Records supplied:

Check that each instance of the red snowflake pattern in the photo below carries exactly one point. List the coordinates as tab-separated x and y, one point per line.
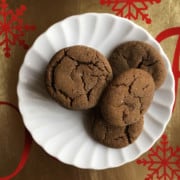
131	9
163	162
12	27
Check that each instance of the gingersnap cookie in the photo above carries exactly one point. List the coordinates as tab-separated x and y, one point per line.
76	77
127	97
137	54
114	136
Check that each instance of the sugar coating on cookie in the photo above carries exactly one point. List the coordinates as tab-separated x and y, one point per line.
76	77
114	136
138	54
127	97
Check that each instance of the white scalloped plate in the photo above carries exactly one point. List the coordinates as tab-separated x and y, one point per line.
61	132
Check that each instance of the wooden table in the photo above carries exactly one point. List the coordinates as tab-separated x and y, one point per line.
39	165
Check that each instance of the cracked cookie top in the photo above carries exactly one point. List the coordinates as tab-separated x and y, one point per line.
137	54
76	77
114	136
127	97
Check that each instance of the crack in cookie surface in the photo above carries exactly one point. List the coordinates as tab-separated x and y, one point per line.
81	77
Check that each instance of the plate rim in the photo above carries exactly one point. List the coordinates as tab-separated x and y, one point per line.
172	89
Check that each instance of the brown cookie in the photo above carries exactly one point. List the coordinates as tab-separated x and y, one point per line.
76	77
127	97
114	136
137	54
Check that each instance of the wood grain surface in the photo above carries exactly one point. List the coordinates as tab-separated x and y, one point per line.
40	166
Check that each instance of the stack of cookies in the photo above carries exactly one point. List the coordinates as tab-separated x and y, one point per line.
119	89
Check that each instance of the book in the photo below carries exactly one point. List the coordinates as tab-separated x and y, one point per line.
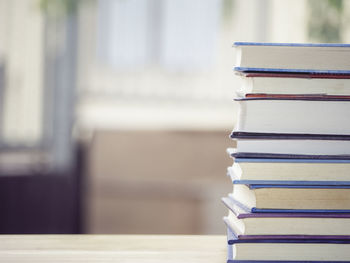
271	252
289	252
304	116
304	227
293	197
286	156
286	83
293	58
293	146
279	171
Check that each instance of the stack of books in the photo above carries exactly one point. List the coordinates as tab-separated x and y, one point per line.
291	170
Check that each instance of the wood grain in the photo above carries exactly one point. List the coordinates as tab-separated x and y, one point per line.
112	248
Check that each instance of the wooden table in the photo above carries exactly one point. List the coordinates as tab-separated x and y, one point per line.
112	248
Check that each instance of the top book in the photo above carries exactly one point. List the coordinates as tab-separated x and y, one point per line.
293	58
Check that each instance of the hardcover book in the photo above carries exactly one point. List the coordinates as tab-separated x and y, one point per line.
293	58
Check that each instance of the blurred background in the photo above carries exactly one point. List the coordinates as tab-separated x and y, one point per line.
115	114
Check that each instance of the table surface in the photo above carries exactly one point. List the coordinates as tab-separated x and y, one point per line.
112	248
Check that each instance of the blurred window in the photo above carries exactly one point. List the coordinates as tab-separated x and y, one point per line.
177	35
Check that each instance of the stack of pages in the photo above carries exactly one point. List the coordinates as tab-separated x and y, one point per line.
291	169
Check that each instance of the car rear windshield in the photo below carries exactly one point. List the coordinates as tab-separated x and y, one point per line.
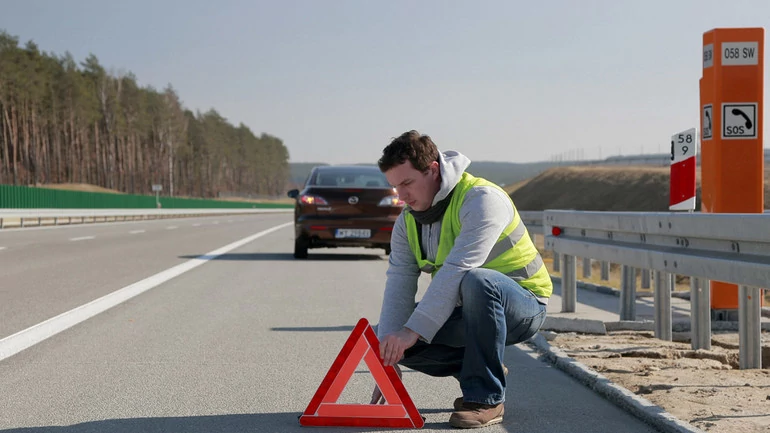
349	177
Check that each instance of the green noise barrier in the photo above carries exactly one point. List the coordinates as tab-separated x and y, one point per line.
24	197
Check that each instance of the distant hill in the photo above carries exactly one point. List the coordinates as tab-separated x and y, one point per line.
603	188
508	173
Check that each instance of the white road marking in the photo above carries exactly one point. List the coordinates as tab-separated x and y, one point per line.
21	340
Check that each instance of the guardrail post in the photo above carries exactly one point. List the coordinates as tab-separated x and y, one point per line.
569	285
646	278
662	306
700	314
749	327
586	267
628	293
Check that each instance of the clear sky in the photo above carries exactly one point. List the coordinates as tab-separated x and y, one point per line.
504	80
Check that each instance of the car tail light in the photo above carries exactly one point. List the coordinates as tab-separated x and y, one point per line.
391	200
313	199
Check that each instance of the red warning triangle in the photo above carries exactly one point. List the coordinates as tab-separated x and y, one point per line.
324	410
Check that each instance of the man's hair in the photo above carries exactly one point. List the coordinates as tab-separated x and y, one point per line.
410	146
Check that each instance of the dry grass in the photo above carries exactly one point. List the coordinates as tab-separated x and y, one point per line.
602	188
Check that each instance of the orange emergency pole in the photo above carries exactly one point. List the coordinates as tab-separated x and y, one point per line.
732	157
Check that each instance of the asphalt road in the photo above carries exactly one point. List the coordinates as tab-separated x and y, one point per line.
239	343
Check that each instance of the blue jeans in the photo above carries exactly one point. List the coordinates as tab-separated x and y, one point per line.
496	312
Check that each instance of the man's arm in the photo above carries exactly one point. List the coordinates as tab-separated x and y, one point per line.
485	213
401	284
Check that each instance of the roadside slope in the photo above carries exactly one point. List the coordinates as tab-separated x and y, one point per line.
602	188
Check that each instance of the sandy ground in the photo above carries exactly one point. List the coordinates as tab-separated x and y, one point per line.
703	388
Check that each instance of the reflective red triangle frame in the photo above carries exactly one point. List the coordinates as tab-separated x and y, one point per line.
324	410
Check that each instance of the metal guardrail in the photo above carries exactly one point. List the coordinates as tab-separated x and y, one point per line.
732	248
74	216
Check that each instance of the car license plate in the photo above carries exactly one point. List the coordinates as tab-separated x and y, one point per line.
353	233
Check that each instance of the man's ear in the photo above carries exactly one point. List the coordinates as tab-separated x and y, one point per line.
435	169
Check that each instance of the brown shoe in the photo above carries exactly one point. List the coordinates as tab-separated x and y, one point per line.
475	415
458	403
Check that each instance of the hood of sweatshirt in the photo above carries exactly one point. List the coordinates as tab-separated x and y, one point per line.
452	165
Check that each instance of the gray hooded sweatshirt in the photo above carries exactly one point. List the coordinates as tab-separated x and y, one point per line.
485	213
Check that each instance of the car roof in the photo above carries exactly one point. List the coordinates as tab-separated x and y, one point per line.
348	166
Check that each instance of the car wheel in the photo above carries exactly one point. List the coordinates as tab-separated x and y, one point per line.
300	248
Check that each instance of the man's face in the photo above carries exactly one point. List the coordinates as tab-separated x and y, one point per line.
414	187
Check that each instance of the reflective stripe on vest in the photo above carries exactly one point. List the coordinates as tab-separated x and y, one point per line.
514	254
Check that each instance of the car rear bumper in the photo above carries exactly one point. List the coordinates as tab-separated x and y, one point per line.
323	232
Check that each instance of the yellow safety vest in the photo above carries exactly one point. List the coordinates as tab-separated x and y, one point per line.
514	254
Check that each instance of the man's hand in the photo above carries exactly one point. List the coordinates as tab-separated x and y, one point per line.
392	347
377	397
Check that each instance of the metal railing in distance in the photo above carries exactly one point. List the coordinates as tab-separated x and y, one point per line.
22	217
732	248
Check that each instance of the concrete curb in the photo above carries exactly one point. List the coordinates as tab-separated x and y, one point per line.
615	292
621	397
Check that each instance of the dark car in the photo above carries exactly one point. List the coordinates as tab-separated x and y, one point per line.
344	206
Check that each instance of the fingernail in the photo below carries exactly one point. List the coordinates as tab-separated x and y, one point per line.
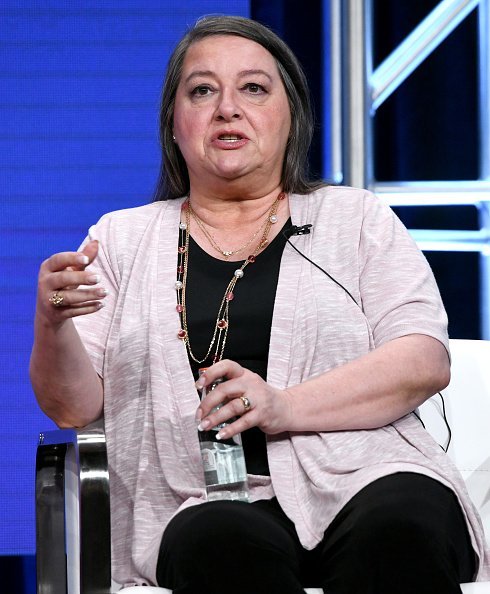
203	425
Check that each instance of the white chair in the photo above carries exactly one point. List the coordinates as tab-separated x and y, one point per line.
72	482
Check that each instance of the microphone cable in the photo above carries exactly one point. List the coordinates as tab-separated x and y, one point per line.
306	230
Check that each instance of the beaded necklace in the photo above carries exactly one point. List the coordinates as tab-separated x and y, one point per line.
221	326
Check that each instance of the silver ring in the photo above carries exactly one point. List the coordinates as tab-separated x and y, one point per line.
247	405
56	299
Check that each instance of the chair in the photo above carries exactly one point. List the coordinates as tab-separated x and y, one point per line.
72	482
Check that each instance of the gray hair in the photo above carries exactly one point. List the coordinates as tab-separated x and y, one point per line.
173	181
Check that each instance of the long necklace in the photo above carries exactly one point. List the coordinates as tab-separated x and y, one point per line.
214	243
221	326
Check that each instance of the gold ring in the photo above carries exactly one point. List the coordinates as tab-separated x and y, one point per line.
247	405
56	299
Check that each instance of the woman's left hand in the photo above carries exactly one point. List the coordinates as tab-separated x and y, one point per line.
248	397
---
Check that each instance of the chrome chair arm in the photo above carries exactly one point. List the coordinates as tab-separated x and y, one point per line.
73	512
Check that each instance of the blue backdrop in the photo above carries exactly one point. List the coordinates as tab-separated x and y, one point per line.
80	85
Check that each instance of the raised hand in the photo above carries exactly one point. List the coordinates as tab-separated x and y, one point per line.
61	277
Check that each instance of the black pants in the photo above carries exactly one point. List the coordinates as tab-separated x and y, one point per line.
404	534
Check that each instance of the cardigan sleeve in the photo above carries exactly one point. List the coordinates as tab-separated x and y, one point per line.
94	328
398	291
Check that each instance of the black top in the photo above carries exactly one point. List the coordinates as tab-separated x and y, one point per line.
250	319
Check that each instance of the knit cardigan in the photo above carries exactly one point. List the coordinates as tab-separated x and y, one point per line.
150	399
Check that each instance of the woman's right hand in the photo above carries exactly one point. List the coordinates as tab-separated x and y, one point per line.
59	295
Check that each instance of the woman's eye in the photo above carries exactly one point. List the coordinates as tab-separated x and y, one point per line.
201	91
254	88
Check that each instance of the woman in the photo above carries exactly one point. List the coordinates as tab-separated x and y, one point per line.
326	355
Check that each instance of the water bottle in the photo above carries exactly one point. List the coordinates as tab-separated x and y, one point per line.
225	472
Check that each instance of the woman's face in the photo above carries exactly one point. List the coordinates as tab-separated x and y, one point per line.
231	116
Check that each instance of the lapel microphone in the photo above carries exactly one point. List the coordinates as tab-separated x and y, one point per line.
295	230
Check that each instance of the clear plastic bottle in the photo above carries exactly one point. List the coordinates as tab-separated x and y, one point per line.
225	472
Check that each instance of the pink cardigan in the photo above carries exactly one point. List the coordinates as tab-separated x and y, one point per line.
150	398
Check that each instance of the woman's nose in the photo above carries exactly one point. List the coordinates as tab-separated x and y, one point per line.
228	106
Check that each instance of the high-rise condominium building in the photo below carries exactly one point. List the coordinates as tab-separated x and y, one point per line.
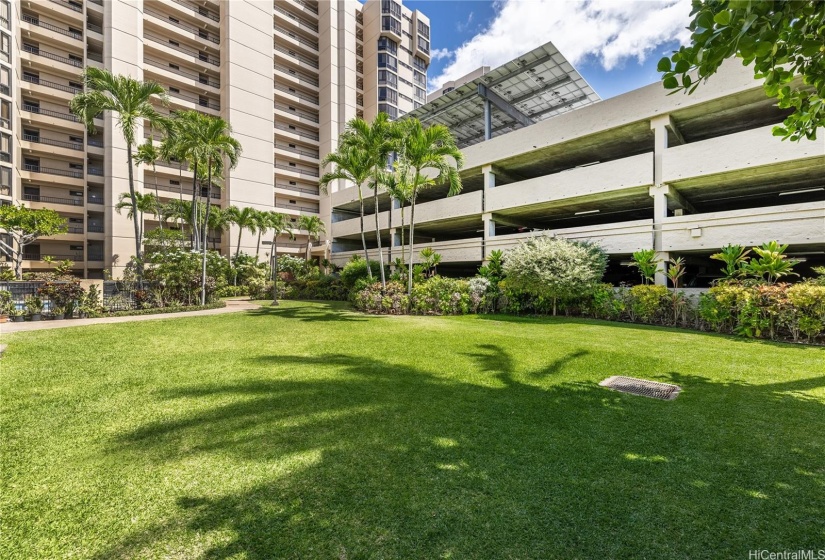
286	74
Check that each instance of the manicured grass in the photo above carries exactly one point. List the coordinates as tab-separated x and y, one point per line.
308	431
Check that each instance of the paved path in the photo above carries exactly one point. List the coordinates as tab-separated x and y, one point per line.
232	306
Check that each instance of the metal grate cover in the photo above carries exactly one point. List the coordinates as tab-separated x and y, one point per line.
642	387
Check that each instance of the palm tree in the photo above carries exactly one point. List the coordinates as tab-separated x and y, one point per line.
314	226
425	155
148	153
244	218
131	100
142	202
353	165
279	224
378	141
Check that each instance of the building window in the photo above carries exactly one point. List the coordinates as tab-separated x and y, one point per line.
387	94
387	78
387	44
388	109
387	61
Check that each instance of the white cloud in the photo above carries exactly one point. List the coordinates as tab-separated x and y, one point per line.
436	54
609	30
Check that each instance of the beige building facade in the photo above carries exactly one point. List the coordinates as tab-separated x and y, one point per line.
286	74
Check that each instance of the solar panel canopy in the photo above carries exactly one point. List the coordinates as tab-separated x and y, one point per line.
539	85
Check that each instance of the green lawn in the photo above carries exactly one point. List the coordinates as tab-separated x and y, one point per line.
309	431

Short exercise:
Return every line of the data above that contains the string "white". Case counts.

Completed task:
Check that each instance of the white scalloped plate in the photo above carries exactly one point. List the coordinates as tab-separated x and y, one point per line.
Check that each instance of the white road marking in the photo above carries exactly one point. List the coordinates as tab-separated x and y, one point per line.
Check that each instance of the white chair in the photo above carries exactly one point. List the coordinates as tab-separated x and y, one point per line.
Check that each instance of the white cloud in the photo above carries exactly one point. List the coordinates as tab-separated x and y, one point per line.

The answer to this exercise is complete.